--- Records ---
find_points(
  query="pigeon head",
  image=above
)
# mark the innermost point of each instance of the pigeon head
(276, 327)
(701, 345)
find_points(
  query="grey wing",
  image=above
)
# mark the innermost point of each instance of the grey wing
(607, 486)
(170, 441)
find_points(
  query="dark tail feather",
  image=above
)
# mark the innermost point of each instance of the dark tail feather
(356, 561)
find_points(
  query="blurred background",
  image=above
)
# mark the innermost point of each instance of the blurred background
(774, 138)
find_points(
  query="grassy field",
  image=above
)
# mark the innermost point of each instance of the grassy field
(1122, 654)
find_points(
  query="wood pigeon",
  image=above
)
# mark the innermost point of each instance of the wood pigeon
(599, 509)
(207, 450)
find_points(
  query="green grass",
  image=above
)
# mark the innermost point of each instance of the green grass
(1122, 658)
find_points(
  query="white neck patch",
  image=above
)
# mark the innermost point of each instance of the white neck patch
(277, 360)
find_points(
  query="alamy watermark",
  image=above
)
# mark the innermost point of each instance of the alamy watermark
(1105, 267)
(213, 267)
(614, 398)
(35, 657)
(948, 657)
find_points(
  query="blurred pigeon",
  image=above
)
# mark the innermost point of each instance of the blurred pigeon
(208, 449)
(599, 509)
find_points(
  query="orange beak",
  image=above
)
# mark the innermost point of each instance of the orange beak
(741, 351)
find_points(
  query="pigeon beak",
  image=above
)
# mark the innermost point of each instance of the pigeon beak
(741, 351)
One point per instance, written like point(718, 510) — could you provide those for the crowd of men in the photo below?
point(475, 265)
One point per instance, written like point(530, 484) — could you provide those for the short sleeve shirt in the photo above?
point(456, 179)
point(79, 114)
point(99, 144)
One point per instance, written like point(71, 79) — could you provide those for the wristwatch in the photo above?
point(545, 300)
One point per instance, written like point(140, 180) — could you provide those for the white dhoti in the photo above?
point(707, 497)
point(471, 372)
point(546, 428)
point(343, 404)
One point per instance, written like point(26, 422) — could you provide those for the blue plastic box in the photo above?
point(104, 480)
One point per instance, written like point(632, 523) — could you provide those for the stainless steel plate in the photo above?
---
■ Problem ■
Rename "blue plastic box" to "blue plastic crate" in the records, beginning at the line that has "One point per instance, written like point(530, 484)" and stopping at the end of the records. Repeat those lines with all other text unchanged.

■ Solution for this task ■
One point per instance, written like point(530, 484) — could you provide those for the short sleeve shirt in the photo above?
point(456, 179)
point(79, 114)
point(99, 144)
One point per instance, written like point(71, 79) — could you provide those for the wristwatch in the photo above?
point(545, 300)
One point per instance, written like point(140, 180) — could you provide those for the white dhoti in the photo above?
point(707, 497)
point(471, 372)
point(546, 428)
point(343, 404)
One point per instance, written like point(26, 422) — could you provide those for the blue plastic crate in the photo above?
point(104, 480)
One point per instance, written like point(632, 523) — could you provide those for the stainless steel plate in the photo above?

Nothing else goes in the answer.